# Provided passage:
====
But otherwise the depth clamping will solve the issue.
You can avoid using gl_FragDepth only with adaptive tesselation, that keeps the interpolation error in bounds. For example, in Outerra the terrain is adaptively tesselated, and thus it never happens that there would be a visible error on the terrain. But the fragment depth write is needed on the objects when zooming in close, as the long screen-space triangles will have the discrepancy between linearly interpolated value and the correct logarithmic value quite high.

Note that latest AMD drivers now support the NV_depth_buffer_float extension, so it's now possible to use the Reversed floating-point depth buffer setup instead. It's not yet supported on Intel GPUs though, as far as I know.
The conversion to the view space depth is described here: https://mcmap.net/q/1469636/-logarithmic-depth-buffer-linearization

Heterozygous answered 13/3, 2014 at 9:21 Comment(9)
====
# Set problem 1:
In the depth-buffer passage, rewrite the stretch from "You can avoid" through "value quite high.", swapping "terrain" for "landscape".
# Set problem 2:
According to the depth-buffer passage, which extension do the latest AMD drivers now support?
====
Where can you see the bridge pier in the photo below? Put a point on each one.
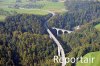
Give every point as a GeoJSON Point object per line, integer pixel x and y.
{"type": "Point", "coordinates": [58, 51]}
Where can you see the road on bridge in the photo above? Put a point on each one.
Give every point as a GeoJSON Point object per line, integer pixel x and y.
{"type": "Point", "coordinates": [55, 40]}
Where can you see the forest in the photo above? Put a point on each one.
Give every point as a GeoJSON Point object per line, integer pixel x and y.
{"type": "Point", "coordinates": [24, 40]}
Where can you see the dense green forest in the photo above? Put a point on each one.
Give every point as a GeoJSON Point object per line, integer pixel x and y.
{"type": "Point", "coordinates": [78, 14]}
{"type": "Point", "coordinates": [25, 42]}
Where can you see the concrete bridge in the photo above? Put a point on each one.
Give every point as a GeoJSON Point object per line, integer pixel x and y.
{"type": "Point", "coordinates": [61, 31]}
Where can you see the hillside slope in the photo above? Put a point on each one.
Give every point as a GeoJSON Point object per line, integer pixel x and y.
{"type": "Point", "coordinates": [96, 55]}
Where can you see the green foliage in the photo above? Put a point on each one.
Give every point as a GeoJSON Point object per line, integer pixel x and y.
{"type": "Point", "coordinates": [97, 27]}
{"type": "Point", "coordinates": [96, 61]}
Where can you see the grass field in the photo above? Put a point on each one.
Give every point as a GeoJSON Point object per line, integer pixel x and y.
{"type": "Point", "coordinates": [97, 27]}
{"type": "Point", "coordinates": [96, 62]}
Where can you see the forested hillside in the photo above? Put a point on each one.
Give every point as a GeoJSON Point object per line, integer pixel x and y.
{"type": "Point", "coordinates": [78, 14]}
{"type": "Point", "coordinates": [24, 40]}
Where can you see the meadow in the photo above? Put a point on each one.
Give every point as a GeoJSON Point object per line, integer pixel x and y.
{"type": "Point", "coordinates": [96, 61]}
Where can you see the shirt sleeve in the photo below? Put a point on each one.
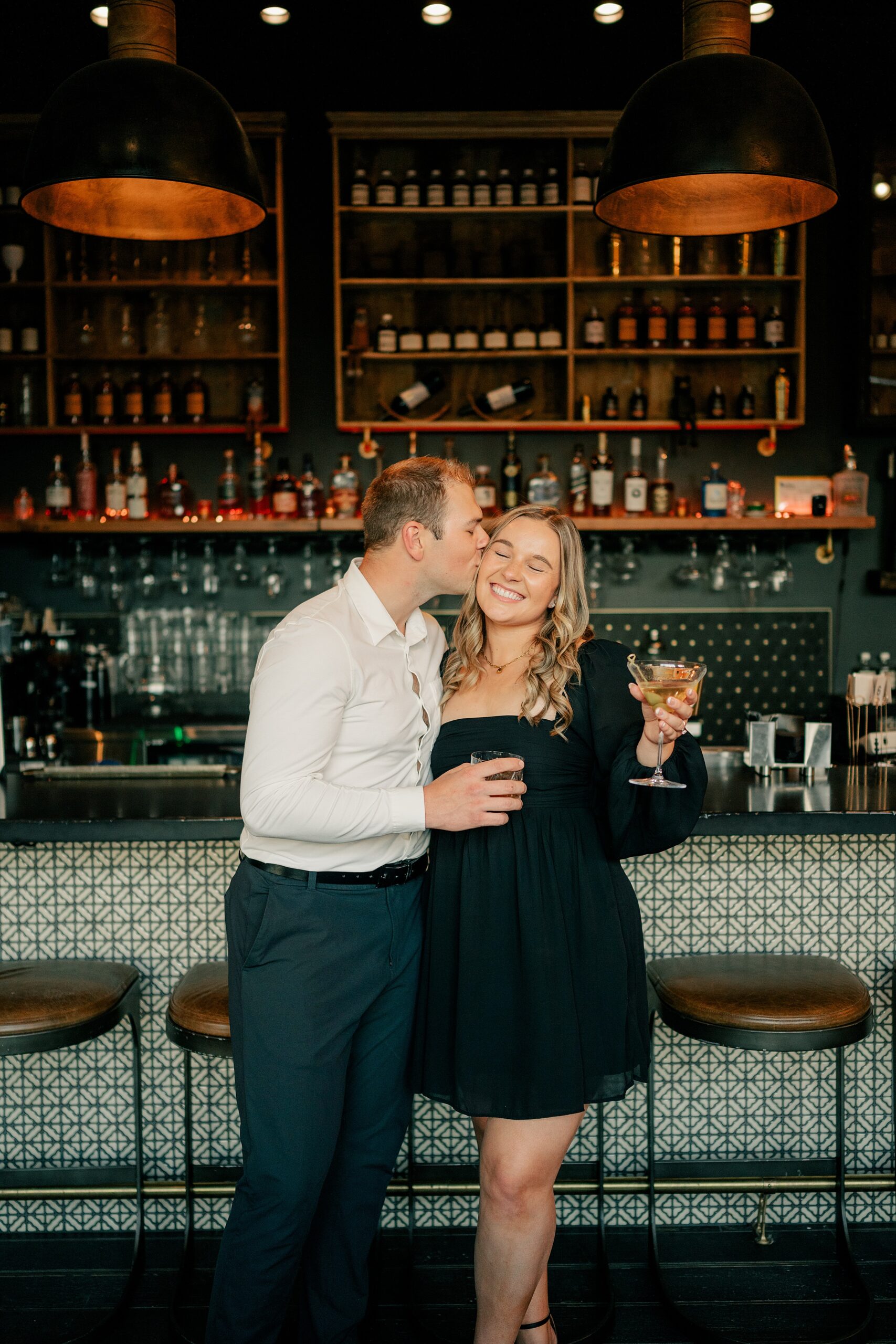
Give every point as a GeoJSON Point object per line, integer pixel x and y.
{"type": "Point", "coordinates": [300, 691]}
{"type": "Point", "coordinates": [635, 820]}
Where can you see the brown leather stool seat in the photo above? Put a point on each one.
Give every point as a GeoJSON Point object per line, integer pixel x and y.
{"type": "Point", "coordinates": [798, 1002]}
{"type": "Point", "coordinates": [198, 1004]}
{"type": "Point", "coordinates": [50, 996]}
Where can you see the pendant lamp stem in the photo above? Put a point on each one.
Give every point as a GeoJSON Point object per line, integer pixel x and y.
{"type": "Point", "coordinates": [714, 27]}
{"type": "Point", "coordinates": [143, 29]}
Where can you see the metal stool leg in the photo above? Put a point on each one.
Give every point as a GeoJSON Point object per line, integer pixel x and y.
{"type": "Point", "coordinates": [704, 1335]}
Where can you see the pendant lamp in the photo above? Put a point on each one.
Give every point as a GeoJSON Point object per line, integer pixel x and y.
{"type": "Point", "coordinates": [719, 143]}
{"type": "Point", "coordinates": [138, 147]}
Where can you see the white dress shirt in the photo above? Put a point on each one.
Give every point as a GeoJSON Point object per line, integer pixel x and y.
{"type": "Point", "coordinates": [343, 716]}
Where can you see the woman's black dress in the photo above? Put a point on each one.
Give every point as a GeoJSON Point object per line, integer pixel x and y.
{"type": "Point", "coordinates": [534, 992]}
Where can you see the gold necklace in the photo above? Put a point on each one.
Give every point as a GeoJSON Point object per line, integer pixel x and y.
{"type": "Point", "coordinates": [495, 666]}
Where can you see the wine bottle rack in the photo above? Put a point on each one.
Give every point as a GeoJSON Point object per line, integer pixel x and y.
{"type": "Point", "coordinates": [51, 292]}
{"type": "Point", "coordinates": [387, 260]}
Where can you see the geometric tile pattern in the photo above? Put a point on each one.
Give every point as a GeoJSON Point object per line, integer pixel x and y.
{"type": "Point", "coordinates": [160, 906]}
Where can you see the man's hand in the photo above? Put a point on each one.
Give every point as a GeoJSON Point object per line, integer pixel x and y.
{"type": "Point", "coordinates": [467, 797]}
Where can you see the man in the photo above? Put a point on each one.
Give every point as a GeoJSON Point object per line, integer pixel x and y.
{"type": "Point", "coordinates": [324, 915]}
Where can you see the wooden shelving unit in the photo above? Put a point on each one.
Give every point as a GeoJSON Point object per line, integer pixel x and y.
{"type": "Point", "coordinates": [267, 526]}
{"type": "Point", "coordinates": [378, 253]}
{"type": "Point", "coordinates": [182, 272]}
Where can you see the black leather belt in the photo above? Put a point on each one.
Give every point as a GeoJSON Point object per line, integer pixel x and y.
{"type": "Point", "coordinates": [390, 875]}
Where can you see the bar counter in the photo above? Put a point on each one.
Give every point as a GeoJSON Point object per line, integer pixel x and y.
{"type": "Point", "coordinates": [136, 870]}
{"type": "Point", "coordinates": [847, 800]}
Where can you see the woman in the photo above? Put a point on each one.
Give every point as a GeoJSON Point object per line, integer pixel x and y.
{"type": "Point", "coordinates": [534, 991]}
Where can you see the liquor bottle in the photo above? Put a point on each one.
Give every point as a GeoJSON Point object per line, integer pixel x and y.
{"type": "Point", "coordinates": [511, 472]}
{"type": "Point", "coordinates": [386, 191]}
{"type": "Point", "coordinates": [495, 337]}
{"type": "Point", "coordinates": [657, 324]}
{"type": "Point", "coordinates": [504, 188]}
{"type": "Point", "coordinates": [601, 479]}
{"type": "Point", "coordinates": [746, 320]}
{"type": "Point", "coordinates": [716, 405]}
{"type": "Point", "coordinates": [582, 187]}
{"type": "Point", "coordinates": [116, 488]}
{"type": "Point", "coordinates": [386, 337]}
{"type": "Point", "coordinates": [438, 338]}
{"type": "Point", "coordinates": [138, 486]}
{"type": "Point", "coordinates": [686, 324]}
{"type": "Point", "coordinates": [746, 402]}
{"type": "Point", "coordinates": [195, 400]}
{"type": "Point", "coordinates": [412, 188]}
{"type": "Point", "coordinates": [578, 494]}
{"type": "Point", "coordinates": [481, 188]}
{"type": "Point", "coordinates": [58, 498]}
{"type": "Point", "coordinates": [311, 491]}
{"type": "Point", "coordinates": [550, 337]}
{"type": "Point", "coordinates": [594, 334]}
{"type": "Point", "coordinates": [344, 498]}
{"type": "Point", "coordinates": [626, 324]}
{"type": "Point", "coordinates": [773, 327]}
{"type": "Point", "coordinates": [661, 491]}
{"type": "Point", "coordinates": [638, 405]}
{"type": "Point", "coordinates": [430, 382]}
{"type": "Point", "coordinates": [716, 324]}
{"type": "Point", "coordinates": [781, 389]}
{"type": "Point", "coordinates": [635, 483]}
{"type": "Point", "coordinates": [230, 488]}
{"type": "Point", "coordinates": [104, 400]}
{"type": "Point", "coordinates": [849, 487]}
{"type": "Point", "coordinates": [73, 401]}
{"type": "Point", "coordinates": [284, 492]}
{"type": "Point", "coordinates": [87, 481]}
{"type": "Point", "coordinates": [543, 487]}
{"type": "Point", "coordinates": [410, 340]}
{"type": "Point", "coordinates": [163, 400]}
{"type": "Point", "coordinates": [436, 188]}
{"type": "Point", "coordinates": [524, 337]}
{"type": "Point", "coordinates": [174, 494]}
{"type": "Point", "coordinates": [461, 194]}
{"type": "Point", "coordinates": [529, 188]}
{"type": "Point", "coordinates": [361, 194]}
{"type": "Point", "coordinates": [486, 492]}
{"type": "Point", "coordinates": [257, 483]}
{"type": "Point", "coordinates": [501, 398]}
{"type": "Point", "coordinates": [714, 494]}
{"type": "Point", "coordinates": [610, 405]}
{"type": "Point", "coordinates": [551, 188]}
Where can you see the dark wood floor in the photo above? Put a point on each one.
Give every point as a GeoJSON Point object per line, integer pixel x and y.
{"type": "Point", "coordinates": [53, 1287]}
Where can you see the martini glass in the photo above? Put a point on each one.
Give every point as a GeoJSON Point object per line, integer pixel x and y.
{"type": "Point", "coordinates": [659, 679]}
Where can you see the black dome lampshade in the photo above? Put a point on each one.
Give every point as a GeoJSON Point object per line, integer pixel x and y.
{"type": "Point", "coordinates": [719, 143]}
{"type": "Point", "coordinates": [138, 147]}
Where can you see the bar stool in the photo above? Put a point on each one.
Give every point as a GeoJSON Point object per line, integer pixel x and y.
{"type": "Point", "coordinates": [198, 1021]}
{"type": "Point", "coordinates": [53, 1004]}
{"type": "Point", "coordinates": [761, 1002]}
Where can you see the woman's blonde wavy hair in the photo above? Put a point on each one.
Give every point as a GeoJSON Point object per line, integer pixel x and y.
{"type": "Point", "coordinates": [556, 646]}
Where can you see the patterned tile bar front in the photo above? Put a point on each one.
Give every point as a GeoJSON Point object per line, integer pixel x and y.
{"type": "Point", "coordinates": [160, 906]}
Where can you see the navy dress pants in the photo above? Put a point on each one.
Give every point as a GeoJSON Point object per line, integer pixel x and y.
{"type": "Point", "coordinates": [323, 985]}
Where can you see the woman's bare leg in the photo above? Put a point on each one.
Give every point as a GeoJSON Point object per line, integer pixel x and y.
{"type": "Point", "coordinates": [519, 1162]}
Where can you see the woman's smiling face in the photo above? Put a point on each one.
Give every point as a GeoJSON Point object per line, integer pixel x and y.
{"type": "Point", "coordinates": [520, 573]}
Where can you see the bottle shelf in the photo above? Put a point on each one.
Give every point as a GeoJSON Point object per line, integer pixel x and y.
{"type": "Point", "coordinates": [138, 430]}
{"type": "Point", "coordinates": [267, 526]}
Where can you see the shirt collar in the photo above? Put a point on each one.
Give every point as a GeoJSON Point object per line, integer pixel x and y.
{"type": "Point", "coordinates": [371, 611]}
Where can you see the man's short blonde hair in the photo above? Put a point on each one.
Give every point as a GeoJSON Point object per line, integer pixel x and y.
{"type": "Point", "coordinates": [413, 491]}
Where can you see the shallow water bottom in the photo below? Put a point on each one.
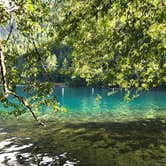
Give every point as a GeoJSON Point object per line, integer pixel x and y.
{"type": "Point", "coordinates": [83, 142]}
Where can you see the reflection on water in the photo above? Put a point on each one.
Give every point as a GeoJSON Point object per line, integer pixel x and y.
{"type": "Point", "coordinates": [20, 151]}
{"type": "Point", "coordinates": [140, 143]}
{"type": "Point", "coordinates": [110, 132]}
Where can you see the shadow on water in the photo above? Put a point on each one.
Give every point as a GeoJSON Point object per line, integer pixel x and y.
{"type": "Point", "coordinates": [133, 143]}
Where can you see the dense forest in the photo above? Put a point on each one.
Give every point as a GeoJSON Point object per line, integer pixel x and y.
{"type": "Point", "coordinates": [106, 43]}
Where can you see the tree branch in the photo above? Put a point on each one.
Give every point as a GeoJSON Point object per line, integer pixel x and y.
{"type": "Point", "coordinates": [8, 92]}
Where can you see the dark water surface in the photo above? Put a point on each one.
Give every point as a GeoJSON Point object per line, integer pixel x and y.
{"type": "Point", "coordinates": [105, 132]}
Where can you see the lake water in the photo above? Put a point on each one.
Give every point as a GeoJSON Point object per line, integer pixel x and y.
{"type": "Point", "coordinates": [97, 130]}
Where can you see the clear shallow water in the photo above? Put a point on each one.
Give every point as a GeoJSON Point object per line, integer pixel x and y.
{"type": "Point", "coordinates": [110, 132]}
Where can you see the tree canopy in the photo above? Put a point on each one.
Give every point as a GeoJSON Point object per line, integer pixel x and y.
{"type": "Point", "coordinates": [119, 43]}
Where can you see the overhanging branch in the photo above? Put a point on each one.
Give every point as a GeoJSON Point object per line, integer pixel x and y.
====
# Result 1:
You can avoid using gl_FragDepth only with adaptive tesselation, that keeps the interpolation error in bounds. For example, in Outerra the landscape is adaptively tesselated, and thus it never happens that there would be a visible error on the landscape. But the fragment depth write is needed on the objects when zooming in close, as the long screen-space triangles will have the discrepancy between linearly interpolated value and the correct logarithmic value quite high.

# Result 2:
NV_depth_buffer_float